TO DO — Render the lines from the one containing "drop a point: the golden field in background" through the end of the records as a numbered list, leaving out any blank lines.

Location labeling records:
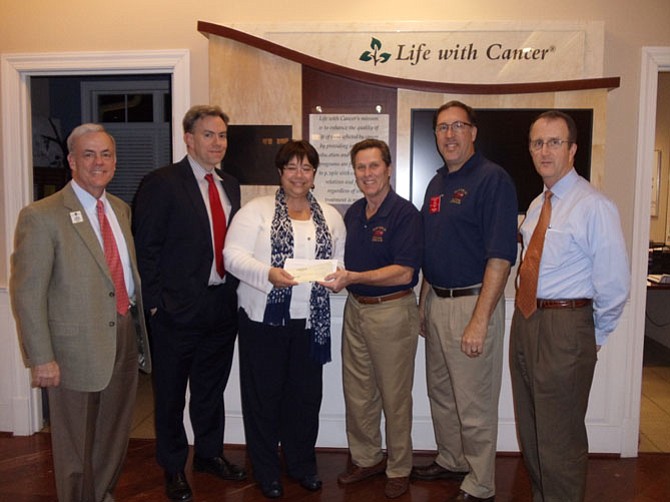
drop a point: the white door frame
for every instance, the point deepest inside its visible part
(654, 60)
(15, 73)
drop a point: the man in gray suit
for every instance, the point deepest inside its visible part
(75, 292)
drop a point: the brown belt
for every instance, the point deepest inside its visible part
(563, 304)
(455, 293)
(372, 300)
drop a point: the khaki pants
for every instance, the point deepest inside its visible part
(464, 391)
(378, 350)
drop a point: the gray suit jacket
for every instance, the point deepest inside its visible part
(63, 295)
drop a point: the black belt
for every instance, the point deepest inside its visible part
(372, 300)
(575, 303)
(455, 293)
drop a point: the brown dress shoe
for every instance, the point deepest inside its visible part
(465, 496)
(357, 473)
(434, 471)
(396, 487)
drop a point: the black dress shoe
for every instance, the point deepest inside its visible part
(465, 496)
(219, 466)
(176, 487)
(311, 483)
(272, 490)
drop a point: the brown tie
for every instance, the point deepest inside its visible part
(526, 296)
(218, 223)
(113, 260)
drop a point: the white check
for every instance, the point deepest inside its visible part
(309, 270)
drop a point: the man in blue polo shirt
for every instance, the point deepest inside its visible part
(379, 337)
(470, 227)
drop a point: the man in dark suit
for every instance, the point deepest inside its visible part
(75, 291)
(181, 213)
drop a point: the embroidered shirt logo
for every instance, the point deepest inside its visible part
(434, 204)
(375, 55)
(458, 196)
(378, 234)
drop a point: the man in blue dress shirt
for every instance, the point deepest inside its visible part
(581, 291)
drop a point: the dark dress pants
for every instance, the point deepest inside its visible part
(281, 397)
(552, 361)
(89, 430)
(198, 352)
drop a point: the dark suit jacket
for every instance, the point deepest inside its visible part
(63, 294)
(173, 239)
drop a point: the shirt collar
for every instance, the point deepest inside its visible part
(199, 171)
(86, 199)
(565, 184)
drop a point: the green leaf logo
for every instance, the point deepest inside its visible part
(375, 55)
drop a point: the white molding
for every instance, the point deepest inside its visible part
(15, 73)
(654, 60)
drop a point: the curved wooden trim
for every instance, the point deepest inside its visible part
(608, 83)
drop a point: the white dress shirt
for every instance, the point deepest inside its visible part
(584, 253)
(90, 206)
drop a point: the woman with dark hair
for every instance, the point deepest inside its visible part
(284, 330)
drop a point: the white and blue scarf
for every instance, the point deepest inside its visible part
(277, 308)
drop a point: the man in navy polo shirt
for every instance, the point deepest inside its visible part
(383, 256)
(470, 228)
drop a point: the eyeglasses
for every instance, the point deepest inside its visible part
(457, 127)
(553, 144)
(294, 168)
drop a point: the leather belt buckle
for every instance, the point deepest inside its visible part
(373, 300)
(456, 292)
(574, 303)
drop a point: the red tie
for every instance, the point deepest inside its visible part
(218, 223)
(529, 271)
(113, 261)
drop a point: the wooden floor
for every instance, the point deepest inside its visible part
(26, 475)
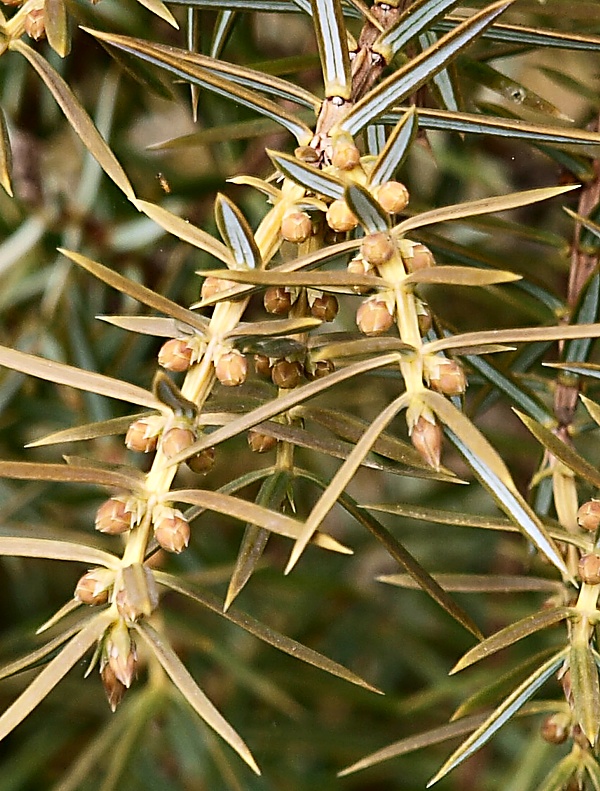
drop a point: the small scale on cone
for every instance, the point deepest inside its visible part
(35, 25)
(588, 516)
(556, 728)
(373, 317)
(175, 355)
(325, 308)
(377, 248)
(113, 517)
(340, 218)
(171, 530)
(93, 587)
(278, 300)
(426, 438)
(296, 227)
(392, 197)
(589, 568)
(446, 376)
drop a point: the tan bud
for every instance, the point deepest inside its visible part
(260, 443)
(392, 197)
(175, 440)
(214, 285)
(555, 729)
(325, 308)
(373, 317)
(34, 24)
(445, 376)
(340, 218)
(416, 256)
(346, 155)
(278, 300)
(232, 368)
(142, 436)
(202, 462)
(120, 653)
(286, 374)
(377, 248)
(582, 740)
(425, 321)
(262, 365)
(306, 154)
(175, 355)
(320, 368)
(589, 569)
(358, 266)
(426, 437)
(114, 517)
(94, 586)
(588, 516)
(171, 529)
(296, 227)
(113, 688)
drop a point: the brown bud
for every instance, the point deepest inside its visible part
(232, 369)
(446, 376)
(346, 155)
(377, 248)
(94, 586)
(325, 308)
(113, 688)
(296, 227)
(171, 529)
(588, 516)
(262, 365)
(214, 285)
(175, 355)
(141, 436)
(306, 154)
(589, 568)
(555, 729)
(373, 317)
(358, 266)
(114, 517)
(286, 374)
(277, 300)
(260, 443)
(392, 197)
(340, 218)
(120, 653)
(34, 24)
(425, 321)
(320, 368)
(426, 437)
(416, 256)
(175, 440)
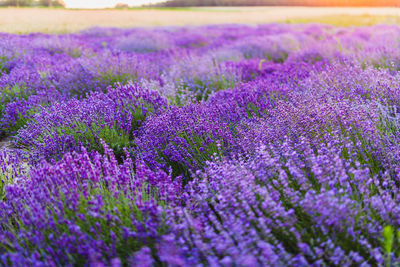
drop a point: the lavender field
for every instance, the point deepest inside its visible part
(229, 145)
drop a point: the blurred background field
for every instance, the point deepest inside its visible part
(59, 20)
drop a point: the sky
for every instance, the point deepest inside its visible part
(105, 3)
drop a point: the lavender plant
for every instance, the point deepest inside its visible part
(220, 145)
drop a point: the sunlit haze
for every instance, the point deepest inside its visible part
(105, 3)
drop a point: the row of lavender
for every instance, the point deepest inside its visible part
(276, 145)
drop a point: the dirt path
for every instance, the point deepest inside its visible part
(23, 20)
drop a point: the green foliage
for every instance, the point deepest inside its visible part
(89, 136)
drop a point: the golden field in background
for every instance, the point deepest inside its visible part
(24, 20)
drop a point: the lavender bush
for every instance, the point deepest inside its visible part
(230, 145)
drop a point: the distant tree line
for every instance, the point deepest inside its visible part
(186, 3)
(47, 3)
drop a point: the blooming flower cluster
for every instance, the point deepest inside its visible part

PROBLEM SOLUTION —
1. drop a point: the golden field in background
2. for every instance, the point deepest inside its visible part
3. (24, 20)
4. drop a point: the lavender bush
5. for every instance, the point deepest inside its visible part
6. (230, 145)
7. drop a point: the distant tree line
8. for every instance, the point deepest inside its visible part
9. (186, 3)
10. (47, 3)
11. drop a point: the blooming flower cluster
12. for every instance, the point deepest inside its visible part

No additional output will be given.